---------- Quoted passage

The answer may be within queer theory because Mulvey ultimately ignores any possibility for queer interpretations of the gaze by focusing singularly on the gaze of the heterosexual male. This has left room for many scholars to discuss this case. Talking about what she calls “ambiguous lesbian” movies, scholar Karen Holinger argues these films ”have attained considerable mainstream popularity with both lesbian and straight female audiences by refusing to identify itself unequivocally as a portrayal of female friendship or of lesbian romance. The sexual orientation of its female characters is never made explicit, and viewers are left to read the text largely as they wish.” (K. Holinger, 1998, p. 6)


Regardless of the continuing criticism of the article, Mulvey's paper is a crucial step in theorizing feminist cinema and it’s no surprise that its publishing was almost simultaneous with Akerman's film.


Jeanne Dielman


Jeanne Dielman, 23 Commerce Quay, 1080 Brussels, is the full title of the 1975 film by Chantal Akerman about a lonely widowed mother. The narrative is mainly following Jeanne's routine along three days as she is cooking, cleaning, and mothering. However, every day she is also having sex with male clients at her house, for her and her son's subsistence.


Mulvey's theory applies perfectly to Akerman's film. Jeanne's activities and the way the film is shot offer the spectator a sense of avant-garde cinema that tackles themes of womanhood, sex, and mundane life in a radical way. At an impressive 3 hours and 10 minutes, the film presents the daily activities of Jeanne Dielman almost in real-time. The first day is presented as a perfectly executed routine. She wakes up, receives the visit of a client, cooks, eats with her son, spends time with him, and goes to sleep.


Two key moments of her first day are the visit and the scene in which she is having a bath. The first scene is very interesting because Akerman refuses to show the sexual interaction. After the two enter the room, the camera is simply filming the door from the outside. The next shot is with the two leaving the room. This simple yet effective way of filmmaking is denying any voyeuristic pleasure that would normally come with the showing of a sex scene. The bathroom scene is also important because it's filmed, again, in a simple and distanced way. It's almost as if the camera happens to be in the room and the main character is washing. Jeanne is in no way objectified or fetishized and the activity of showering is shown as it is in reality: just a mundane daily task.

Akerman, C. (1975) Jeanne Dielman screenshot [Photo]. https://www.nytimes.com/2009/01/18/movies/18lim.html

The second day consists of roughly the same activities as the first day. However, the second day she is also seen at a restaurant, at a store, and as she is babysitting. Like on the first day, Akerman refuses to show sexual intercourse, still denying any visual pleasure for the spectator. While the second day is similar to the first one, there are slight moments of mistake in the second one that threatens the stability of Jeanne's routine. Probably the most significant one is when she overcooks the potatoes and must go to the store to get new ones. This results in the fact that the dinner is not ready when her son returns home.

--------------------

◆ **Objective**: Please rewrite the essay on Akerman's film, beginning at the words "Mulvey's theory applies" and stopping after "goes to sleep.", with "mundane life" changed to "everyday life".

---------- Data provided

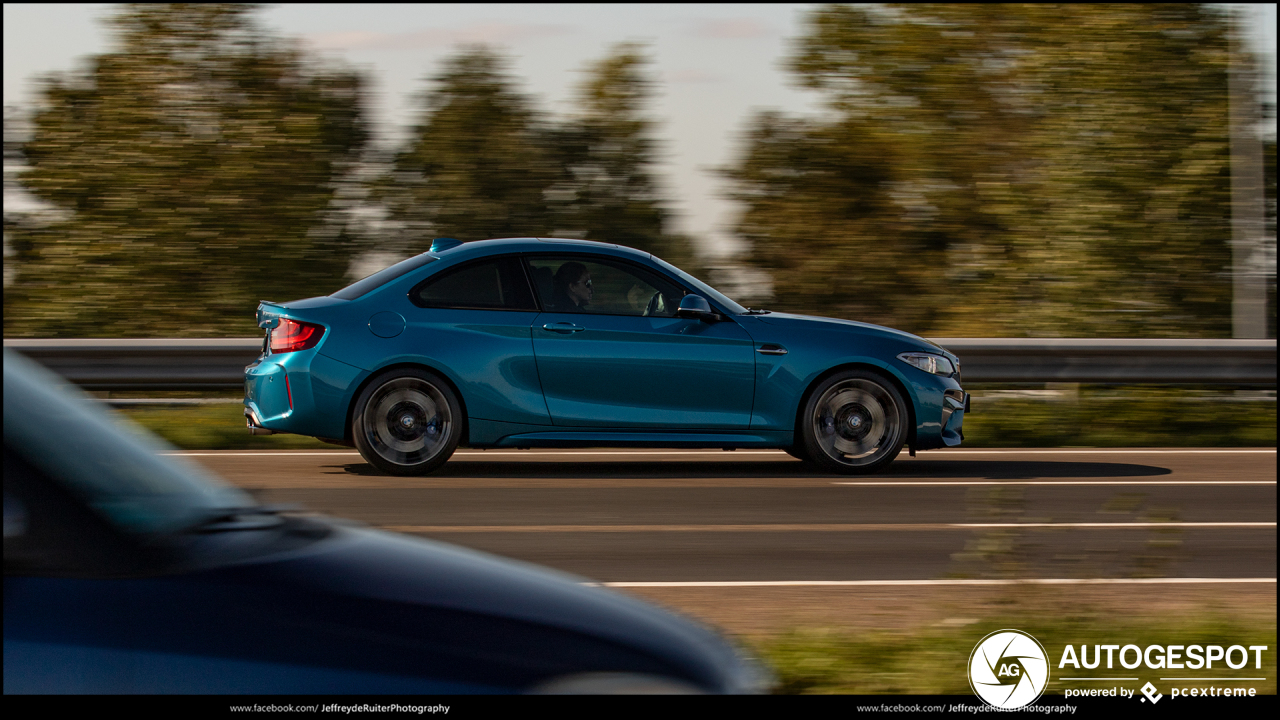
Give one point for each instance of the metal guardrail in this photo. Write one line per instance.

--------------------

◆ **Solution to the problem**:
Mulvey's theory applies perfectly to Akerman's film. Jeanne's activities and the way the film is shot offer the spectator a sense of avant-garde cinema that tackles themes of womanhood, sex, and everyday life in a radical way. At an impressive 3 hours and 10 minutes, the film presents the daily activities of Jeanne Dielman almost in real-time. The first day is presented as a perfectly executed routine. She wakes up, receives the visit of a client, cooks, eats with her son, spends time with him, and goes to sleep.